The problem:
Copy every record word for word. The images stay behind.

(Collected data entries)
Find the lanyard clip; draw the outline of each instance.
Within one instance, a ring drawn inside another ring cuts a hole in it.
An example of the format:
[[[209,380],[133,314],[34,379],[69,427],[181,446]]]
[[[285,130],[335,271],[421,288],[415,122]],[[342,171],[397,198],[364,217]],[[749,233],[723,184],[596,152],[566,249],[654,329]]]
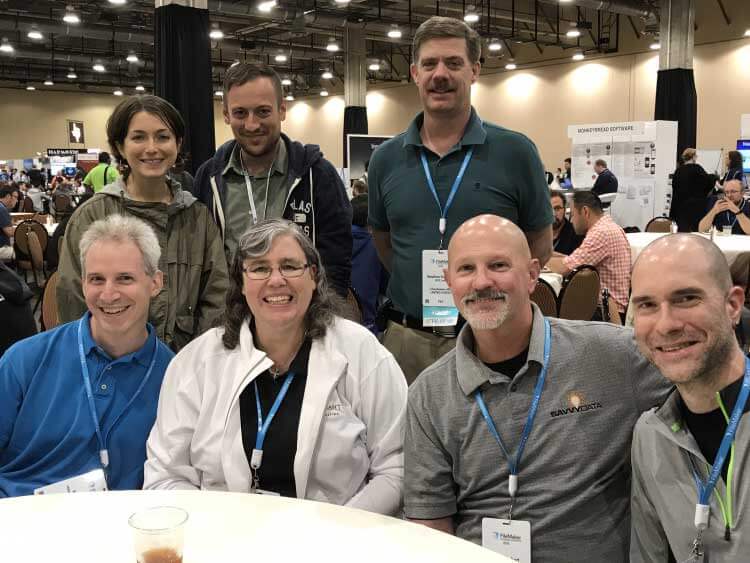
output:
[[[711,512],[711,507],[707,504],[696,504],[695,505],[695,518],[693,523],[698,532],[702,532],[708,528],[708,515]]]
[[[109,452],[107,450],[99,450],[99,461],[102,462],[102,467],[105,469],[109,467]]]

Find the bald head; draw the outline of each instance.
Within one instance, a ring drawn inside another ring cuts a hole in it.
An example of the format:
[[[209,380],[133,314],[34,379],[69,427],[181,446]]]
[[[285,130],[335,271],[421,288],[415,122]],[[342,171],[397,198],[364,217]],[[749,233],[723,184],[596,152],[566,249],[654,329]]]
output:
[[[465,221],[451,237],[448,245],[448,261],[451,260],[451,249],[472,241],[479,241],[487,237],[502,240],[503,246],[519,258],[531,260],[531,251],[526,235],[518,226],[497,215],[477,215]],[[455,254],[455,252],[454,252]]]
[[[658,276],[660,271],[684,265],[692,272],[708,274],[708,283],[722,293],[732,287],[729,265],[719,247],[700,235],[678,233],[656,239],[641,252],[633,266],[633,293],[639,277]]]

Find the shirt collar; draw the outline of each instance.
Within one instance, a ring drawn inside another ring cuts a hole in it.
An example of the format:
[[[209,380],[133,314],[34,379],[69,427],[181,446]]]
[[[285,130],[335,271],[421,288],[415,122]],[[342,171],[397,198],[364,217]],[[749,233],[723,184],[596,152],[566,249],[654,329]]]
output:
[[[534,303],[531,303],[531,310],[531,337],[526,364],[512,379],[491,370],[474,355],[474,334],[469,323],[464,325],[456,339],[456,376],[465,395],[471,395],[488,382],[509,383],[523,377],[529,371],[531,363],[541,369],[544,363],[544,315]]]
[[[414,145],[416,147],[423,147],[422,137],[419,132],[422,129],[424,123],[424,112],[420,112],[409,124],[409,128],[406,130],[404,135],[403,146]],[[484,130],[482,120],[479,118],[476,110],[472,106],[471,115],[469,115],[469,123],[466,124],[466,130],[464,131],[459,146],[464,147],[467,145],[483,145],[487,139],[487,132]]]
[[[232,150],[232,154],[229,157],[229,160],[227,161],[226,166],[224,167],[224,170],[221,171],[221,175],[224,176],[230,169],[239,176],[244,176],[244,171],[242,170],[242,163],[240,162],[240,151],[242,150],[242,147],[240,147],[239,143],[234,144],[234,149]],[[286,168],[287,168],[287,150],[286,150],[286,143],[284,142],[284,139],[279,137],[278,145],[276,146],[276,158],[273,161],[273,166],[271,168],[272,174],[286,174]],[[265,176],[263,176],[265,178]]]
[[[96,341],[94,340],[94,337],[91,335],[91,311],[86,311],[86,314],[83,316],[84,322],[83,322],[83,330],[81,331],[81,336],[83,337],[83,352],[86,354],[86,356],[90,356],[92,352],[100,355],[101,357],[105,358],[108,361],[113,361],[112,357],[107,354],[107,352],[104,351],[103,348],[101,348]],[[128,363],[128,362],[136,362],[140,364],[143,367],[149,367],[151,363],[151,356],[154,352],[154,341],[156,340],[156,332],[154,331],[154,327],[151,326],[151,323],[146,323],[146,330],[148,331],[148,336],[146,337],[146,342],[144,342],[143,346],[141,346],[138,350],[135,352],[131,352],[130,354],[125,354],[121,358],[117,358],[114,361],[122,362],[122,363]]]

Answer space:
Find the lanyard clip; draw the outline of each instance.
Within one instance, a ring drawn inside another ring cuts a hole in it.
An example of the format:
[[[209,380],[133,314],[34,379],[69,427],[181,446]]]
[[[285,130],[335,271],[421,288],[415,122]],[[342,171],[397,198],[364,217]],[[749,233],[723,184],[596,152],[566,249],[654,329]]]
output:
[[[711,512],[711,507],[707,504],[696,504],[695,505],[695,518],[693,523],[698,532],[702,532],[708,528],[708,515]]]
[[[109,452],[107,450],[99,450],[99,461],[102,462],[102,467],[105,469],[109,467]]]

Find the bald head; draw the outline of each instance.
Within one instance, a ring drawn inside another ring cuts a hole in it.
An example of the format:
[[[209,380],[133,314],[34,379],[69,427],[181,446]]]
[[[285,130],[335,271],[421,288],[415,122]],[[342,171],[397,198],[364,217]],[[749,233],[723,184],[596,152],[566,249],[654,329]]]
output:
[[[465,221],[451,237],[448,245],[448,261],[451,260],[451,249],[472,241],[479,241],[487,237],[502,240],[503,246],[519,258],[531,260],[531,251],[526,235],[518,226],[497,215],[477,215]],[[455,254],[455,252],[454,252]]]
[[[658,276],[660,271],[684,265],[692,272],[708,274],[708,283],[722,293],[732,287],[729,265],[719,247],[700,235],[678,233],[656,239],[641,252],[633,266],[633,293],[639,277]]]

Find the shirt collar; draw the outline of each instance.
Within one instance, a ring drawn inside another ring cuts a hole in it.
An example of the format:
[[[209,380],[133,314],[34,379],[69,427],[181,446]]]
[[[285,130],[335,271],[421,288],[415,122]],[[342,171],[397,198],[364,217]],[[749,233],[723,184],[596,152],[566,249],[654,329]]]
output:
[[[534,303],[531,303],[531,310],[531,337],[526,364],[512,379],[491,370],[474,355],[474,334],[469,323],[464,325],[456,339],[456,376],[465,395],[471,395],[488,382],[509,383],[523,377],[529,371],[531,363],[541,369],[544,363],[544,315]]]
[[[414,145],[416,147],[423,147],[422,137],[419,132],[422,129],[424,123],[424,112],[420,112],[409,124],[409,128],[406,130],[404,135],[403,146]],[[484,130],[482,120],[479,118],[476,110],[472,106],[471,115],[469,115],[469,123],[466,124],[466,130],[464,131],[459,146],[464,147],[467,145],[483,145],[487,139],[487,132]]]
[[[232,150],[232,154],[229,157],[229,160],[227,161],[226,166],[224,167],[224,170],[221,171],[221,175],[224,176],[230,169],[239,176],[244,176],[244,171],[242,170],[242,163],[240,162],[240,151],[242,150],[242,147],[240,147],[239,143],[234,144],[234,149]],[[286,168],[287,168],[287,150],[286,150],[286,143],[284,142],[284,139],[279,137],[278,145],[276,146],[276,158],[273,161],[273,166],[271,168],[272,174],[286,174]],[[265,176],[263,176],[265,178]]]
[[[96,341],[94,340],[94,337],[91,335],[91,311],[86,311],[86,314],[83,316],[84,322],[83,322],[83,330],[81,331],[81,336],[83,337],[83,352],[86,354],[86,356],[90,356],[92,352],[100,355],[101,357],[105,358],[108,361],[113,361],[112,357],[107,354],[107,352],[104,351],[103,348],[101,348]],[[128,363],[128,362],[136,362],[140,364],[143,367],[149,367],[151,363],[151,356],[154,352],[154,341],[156,340],[156,332],[154,331],[154,327],[151,326],[151,323],[146,323],[146,330],[148,331],[148,336],[146,337],[146,342],[144,342],[143,346],[141,346],[138,350],[135,352],[131,352],[130,354],[125,354],[121,358],[117,358],[114,361],[122,362],[122,363]]]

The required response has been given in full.